» Supplied text:

<<<<

Re: [PATCH 0/7] mm: Improve swap path scalability with batched operations

From: Michal Hocko
Date: Wed May 04 2016 - 15:49:10 EST


On Wed 04-05-16 10:13:06, Tim Chen wrote:
> On Wed, 2016-05-04 at 14:45 +0200, Michal Hocko wrote:
> > On Tue 03-05-16 14:00:39, Tim Chen wrote:
> > [...]
> > >
> > >  include/linux/swap.h |  29 ++-
> > >  mm/swap_state.c      | 253 +++++++++++++-----
> > >  mm/swapfile.c        | 215 +++++++++++++--
> > >  mm/vmscan.c          | 725 ++++++++++++++++++++++++++++++++++++++-
> > > ------------
> > >  4 files changed, 945 insertions(+), 277 deletions(-)
> > This is rather large change for a normally rare path. We have been
> > trying to preserve the anonymous memory as much as possible and
> > rather
> > push the page cache out. In fact swappiness is ignored most of the
> > time for the vast majority of workloads.
> >
> > So this would help anonymous mostly workloads and I am really
> > wondering
> > whether this is something worth bothering without further and deeper
> > rethinking of our current reclaim strategy. I fully realize that the
> > swap out sucks and that the new storage technologies might change the
> > way how we think about anonymous memory being so "special" wrt. disk
> > based caches but I would like to see a stronger use case than "we
> > have
> > been playing with some artificial use case and it scales better"

>>>>

Coordinate annotation entries:
<<<<

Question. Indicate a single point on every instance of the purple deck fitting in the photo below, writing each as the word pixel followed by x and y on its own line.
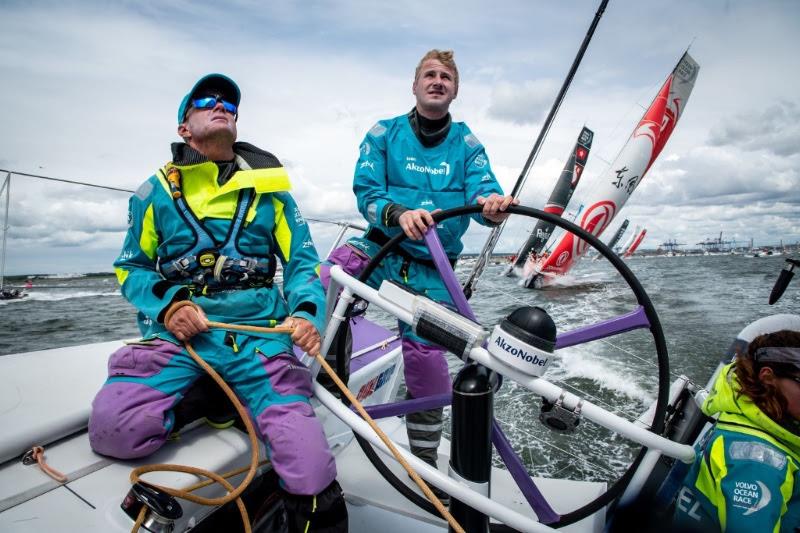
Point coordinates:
pixel 634 320
pixel 365 334
pixel 535 498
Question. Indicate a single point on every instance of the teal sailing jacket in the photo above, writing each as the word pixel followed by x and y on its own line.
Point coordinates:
pixel 273 227
pixel 394 167
pixel 745 477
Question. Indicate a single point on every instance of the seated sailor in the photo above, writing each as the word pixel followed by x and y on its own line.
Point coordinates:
pixel 208 227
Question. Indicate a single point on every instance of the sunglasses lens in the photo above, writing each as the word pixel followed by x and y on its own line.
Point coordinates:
pixel 209 102
pixel 229 107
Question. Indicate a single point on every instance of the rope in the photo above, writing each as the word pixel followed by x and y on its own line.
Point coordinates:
pixel 234 494
pixel 37 454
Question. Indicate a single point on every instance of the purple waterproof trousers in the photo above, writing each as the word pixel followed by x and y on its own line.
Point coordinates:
pixel 132 414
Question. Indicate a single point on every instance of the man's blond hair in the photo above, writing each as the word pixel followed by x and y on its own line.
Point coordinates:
pixel 445 57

>>>>

» What is asked:
A: Retype the mailing list reply in full, character for character.
B: Echo the records from their start through the line containing "pixel 745 477", including both ends, and leave the pictures out.

» Answers below:
A:
Re: [PATCH 0/7] mm: Improve swap path scalability with batched operations

From: Michal Hocko
Date: Wed May 04 2016 - 15:49:10 EST


On Wed 04-05-16 10:13:06, Tim Chen wrote:
> On Wed, 2016-05-04 at 14:45 +0200, Michal Hocko wrote:
> > On Tue 03-05-16 14:00:39, Tim Chen wrote:
> > [...]
> > >
> > >  include/linux/swap.h |  29 ++-
> > >  mm/swap_state.c      | 253 +++++++++++++-----
> > >  mm/swapfile.c        | 215 +++++++++++++--
> > >  mm/vmscan.c          | 725 ++++++++++++++++++++++++++++++++++++++-
> > > ------------
> > >  4 files changed, 945 insertions(+), 277 deletions(-)
> > This is rather large change for a normally rare path. We have been
> > trying to preserve the anonymous memory as much as possible and
> > rather
> > push the page cache out. In fact swappiness is ignored most of the
> > time for the vast majority of workloads.
> >
> > So this would help anonymous mostly workloads and I am really
> > wondering
> > whether this is something worth bothering without further and deeper
> > rethinking of our current reclaim strategy. I fully realize that the
> > swap out sucks and that the new storage technologies might change the
> > way how we think about anonymous memory being so "special" wrt. disk
> > based caches but I would like to see a stronger use case than "we
> > have
> > been playing with some artificial use case and it scales better"

B:
Question. Indicate a single point on every instance of the purple deck fitting in the photo below, writing each as the word pixel followed by x and y on its own line.
Point coordinates:
pixel 634 320
pixel 365 334
pixel 535 498
Question. Indicate a single point on every instance of the teal sailing jacket in the photo above, writing each as the word pixel followed by x and y on its own line.
Point coordinates:
pixel 273 227
pixel 394 167
pixel 745 477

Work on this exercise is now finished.